### WHAT YOU HAVE TO DO:
Please update the data from the line containing "For compliance review, please locate the bird shadow" through the end, replacing "pale gray ground" with "light gray ground" and keeping everything else unchanged.

══ INPUT ROWS ══

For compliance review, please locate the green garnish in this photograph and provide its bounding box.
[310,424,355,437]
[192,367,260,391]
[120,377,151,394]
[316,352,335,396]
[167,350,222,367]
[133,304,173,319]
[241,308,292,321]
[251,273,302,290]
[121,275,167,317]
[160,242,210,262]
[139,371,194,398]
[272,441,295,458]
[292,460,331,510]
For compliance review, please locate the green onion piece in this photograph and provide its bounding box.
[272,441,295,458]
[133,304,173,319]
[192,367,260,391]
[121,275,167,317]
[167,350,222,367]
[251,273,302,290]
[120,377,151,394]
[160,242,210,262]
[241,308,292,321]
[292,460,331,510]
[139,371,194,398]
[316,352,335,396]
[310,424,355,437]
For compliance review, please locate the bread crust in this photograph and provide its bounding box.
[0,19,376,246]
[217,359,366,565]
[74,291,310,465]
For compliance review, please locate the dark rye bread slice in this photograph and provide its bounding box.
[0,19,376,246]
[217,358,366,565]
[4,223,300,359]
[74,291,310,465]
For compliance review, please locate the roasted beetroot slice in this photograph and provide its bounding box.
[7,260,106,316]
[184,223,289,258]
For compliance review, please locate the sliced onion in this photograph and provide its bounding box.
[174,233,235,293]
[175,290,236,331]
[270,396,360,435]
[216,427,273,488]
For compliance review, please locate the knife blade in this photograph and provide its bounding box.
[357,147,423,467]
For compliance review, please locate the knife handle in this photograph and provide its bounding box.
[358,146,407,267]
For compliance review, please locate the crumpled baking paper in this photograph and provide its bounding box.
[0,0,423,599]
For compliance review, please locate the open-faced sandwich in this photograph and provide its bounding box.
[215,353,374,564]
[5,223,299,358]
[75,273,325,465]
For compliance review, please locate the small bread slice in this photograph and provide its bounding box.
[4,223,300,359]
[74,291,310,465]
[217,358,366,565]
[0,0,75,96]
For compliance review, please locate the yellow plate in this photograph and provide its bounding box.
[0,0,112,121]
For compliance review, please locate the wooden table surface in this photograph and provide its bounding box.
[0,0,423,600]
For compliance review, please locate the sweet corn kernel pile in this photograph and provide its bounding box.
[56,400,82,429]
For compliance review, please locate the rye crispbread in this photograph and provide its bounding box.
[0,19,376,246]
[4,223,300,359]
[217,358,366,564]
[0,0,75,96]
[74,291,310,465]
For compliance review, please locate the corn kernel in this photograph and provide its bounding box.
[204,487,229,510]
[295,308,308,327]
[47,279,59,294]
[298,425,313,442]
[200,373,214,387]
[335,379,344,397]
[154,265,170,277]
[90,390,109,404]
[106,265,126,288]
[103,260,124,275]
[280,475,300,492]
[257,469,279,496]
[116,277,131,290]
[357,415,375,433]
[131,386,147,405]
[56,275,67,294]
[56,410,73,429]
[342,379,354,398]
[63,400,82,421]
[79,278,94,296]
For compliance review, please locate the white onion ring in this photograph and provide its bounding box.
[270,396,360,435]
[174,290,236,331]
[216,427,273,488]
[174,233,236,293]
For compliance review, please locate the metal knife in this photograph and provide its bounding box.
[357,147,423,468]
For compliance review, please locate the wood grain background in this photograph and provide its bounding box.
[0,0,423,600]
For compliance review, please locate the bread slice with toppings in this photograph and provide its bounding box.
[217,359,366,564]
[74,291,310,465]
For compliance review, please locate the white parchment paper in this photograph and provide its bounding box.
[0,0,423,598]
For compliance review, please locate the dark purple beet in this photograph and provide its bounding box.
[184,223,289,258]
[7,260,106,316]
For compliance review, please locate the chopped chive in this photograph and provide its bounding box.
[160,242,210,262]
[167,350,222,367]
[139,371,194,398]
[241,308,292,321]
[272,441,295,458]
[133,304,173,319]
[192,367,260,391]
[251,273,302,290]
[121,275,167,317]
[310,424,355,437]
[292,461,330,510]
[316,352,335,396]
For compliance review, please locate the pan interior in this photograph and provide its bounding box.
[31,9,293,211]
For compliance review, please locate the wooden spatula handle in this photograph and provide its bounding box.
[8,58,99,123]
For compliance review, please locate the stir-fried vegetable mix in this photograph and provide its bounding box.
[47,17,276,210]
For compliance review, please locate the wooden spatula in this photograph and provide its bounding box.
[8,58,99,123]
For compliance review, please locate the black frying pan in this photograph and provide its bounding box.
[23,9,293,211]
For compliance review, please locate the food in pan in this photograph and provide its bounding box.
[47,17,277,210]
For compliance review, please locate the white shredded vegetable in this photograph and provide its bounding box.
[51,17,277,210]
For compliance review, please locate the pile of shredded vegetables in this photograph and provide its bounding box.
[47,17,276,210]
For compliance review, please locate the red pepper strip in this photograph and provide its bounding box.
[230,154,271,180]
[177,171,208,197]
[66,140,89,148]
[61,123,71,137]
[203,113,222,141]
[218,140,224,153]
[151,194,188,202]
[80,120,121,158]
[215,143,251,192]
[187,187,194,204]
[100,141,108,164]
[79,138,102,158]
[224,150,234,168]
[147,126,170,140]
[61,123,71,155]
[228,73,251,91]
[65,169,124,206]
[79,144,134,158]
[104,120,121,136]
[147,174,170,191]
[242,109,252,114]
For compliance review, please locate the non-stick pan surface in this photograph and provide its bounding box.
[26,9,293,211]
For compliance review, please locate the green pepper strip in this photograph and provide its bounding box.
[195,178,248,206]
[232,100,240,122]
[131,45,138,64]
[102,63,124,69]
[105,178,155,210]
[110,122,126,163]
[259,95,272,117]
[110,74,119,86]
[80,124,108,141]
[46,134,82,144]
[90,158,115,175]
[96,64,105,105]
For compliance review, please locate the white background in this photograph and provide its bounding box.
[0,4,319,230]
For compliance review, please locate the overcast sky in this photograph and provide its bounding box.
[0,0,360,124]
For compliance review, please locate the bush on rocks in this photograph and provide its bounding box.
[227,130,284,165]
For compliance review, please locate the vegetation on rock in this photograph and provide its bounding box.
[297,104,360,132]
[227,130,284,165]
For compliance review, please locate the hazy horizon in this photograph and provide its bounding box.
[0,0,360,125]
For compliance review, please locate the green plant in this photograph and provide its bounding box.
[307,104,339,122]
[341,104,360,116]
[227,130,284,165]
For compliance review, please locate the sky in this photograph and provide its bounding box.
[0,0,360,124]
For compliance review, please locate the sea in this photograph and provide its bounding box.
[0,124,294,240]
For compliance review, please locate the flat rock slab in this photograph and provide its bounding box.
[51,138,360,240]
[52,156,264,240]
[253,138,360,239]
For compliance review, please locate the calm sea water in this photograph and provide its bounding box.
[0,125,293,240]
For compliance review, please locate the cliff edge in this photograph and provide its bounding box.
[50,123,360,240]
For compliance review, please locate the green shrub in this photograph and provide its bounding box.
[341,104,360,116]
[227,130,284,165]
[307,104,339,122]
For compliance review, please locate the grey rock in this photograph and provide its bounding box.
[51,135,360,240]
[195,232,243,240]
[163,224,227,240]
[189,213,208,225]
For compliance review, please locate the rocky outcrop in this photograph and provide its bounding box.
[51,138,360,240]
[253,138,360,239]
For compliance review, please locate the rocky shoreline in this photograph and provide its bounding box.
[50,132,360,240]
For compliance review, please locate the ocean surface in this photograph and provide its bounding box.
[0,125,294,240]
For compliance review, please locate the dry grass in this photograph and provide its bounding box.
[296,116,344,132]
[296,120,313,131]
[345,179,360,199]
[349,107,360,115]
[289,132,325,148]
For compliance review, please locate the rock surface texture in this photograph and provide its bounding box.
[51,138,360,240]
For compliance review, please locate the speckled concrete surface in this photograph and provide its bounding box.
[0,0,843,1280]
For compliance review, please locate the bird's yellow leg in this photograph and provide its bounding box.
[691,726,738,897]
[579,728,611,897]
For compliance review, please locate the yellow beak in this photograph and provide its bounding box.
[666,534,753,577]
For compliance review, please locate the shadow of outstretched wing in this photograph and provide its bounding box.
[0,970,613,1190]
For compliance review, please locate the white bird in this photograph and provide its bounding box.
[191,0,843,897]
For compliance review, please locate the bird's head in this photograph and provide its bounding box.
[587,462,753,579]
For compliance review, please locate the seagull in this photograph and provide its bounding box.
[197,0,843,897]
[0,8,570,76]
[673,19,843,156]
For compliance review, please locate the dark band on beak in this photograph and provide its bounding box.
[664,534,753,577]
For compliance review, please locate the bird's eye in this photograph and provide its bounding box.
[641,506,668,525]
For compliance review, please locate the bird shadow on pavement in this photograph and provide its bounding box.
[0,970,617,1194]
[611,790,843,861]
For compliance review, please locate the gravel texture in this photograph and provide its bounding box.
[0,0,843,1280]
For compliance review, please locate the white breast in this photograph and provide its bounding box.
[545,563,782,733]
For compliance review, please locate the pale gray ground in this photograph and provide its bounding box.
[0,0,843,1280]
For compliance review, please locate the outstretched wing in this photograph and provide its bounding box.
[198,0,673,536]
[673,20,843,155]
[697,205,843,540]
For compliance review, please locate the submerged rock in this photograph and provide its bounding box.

═══

### RESULT OF THE TASK:
For compliance review, please locate the bird shadow on pavement in this photograph and provide its bounding box.
[0,970,617,1194]
[611,790,843,861]
For compliance review, please locate the gravel texture in this photograph and provide its bounding box.
[0,0,843,1280]
For compliance review, please locate the white breast in this photograph and provide its bounding box.
[545,563,782,733]
For compliance review, please locate the light gray ground in this photograph and provide its bounding box.
[0,0,843,1280]
For compliance review, please locate the outstretched wing in this photograph and provide its bounding box.
[198,0,673,536]
[673,20,843,155]
[697,205,843,540]
For compliance review, please locate the submerged rock in this photograph and provide its bounding box.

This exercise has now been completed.